Dans bien des cas, toutefois, l’objectif d’intégration n’était jamais atteint de telle sorte qu’une politique officielle d’intégration pouvait être accompagnée de pratiques permanentes de ségrégation (totale ou partielle). C’est dans une large mesure, en réaction contre des situations d’intégration mitigée (voire de ségrégation) que sont apparues de nouvelles expressions qui font de l’intégration une obligation pour tous et non un objectif à plus ou moins long terme ».

Ainsi pour lui, 1. le concept d’inclusion reflète plus clairement et précisément ce qui est requis : tous les enfants doivent être inclus dans la vie sociale et éducative de leur école et classe de quartier et pas seulement placés dans le courant général.
2. le terme intégration est abandonné puisqu’il implique que le but est d’intégrer un élève ou un groupe d’élèves à nouveau dans le courant principal de l’école et dans la vie communautaire, celui-ci ou ceux-ci en ayant déjà été exclu ; le but premier de l’inclusion est de ne laisser personne à l’extérieur de l’enseignement ordinaire au départ [...] ;
3. l’accent dans les écoles inclusives porte sur comment construire un système qui inclut et est bâti pour tenir compte des besoins de chacun ;
4. finalement, il y a un changement : on ne cherche plus à aider seulement les élèves intégrés qui sont en difficulté ; l’accent est élargi pour tenir compte des besoins de soutien de chaque membre de l’école (le personnel et tous les élèves) pour qu’ils réussissent dans le courant éducatif général.

Si on veut donc aller dans le sens de Robert Doré, la mise en place d’une école inclusive empêche toute forme d’exclusion du système ordinaire et demande que cette école s’adapte à tous les élèves qu’elle reçoit. Il est difficile de ne pas applaudir à cette conception de l’école.

Mais plusieurs questions se posent alors :
- Comment mettre en place une école inclusive sans modifier avant tout le système ordinaire ?
-  En France, a t-on mis en place les moyens de cette politique scolaire ?
Et pour aller encore plus loin : Le projet de l’école peut-il être en inadéquation avec le projet sociétal ?

Une dernière question se pose également : est-ce que toute forme de pratiques ségrégatives telle par exemple les établissements spécialisés est forcément à bannir ?

Car, en même temps que l’on nous présentait le dispositif ULIS, s’est mis en place les MDPH « maisons départementales des personnes handicapées ». Or quelle est la définition du handicap : La loi du 11 février 2005 dans son Article 114 donne la définition suivante du handicap : " Constitue un handicap, au sens de la présente loi, toute limitation d’activité ou restriction de participation à la vie en société subie dans son environnement par une personne en raison d’une altération substantielle, durable ou définitive d’une ou plusieurs fonctions physiques, sensorielles, mentales, cognitives ou psychiques, d’un polyhandicap ou d’un trouble de santé invalidant.

**DONNÉES FOURNIES**

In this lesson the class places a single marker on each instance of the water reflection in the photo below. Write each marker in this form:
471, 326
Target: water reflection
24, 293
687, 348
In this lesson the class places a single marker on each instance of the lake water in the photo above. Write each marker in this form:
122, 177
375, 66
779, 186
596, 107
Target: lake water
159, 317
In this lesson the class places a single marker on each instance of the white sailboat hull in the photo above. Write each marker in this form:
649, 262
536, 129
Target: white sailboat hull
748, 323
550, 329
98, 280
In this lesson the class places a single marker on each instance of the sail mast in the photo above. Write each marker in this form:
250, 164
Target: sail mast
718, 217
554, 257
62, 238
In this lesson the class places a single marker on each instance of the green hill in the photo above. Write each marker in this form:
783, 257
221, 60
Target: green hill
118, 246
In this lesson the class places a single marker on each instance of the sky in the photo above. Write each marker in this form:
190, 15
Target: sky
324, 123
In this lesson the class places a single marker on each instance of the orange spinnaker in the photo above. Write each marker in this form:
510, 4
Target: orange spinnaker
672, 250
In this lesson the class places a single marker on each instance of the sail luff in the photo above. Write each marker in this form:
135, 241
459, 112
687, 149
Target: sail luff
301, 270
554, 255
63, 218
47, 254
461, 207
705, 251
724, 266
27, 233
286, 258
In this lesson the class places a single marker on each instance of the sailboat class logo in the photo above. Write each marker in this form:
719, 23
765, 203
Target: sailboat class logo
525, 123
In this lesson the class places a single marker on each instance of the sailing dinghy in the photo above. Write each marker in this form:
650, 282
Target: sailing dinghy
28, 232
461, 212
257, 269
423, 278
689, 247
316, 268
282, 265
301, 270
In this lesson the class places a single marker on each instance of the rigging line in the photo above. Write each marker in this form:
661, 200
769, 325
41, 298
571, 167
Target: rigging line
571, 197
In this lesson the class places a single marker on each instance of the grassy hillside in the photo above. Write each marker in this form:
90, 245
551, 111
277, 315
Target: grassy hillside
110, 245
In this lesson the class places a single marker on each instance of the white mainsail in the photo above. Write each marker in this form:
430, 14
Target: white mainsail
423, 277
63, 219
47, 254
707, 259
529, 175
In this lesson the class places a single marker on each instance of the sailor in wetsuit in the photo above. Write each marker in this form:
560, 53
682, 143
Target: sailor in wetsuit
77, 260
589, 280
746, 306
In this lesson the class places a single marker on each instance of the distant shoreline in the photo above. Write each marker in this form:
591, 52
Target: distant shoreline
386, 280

**TRAVAIL DEMANDÉ**
1. D'après l'extrait sur l'école inclusive, quelle loi et quel article définissent le handicap ?
2. Poursuivez l'extrait sur l'école inclusive à partir de sa dernière phrase.
Vous n'aurez pas besoin de la liste.

**CORRIGÉ**
1. La loi du 11 février 2005, dans son article 114.

2.
Ainsi si je lis bien les définitions successives, dans l’école inclusive, il ne doit y avoir « aucune limitation d’activité ou de restriction de participation à la vie de l’école » donc aucun élève ne devrait être déclaré handicapé. Sauf que :
Pour que l’élève bénéficie d’une aide quelconque ou d’un dispositif qui lui permette de rester dans le système ordinaire, il faut que sa famille monte un dossier à la MDPH, H comme handicapé ??? premier paradoxe.
De plus, le chemin pour aller vers des dispositifs comme les CLIS ou les ULIS résulte très souvent d’une situation d’échec douloureuse dans le système ordinaire. Deuxième paradoxe.

L’école inclusive doit s’adapter à tous les élèves qu’elle reçoit... Or cette notion d’école inclusive est apparu en France alors que dans le même temps, on réformait les programmes scolaires en primaire (2008) qui alourdissaient considérablement les notions à acquérir et qu’on réduisait à peau de chagrin les réseaux d’aide. Troisième paradoxe.

L’école inclusive s’inscrit enfin au cœur d’une société ultra libérale qui génère de plus en plus d’exclusion sociale et économique. Or pour beaucoup de ces enfants issus de ces familles, l’adaptation à notre norme scolaire s’avère souvent difficile voir par moment impossible. Quatrième paradoxe.

On commence bien à sentir qu’à travers tous ces paradoxes, l’école inclusive telle que la rêve Robert Doré est plus, dans la politique actuelle de l’école, un mythe qu’une réalité.
Et surtout quel sens donné à tous ces paradoxes ?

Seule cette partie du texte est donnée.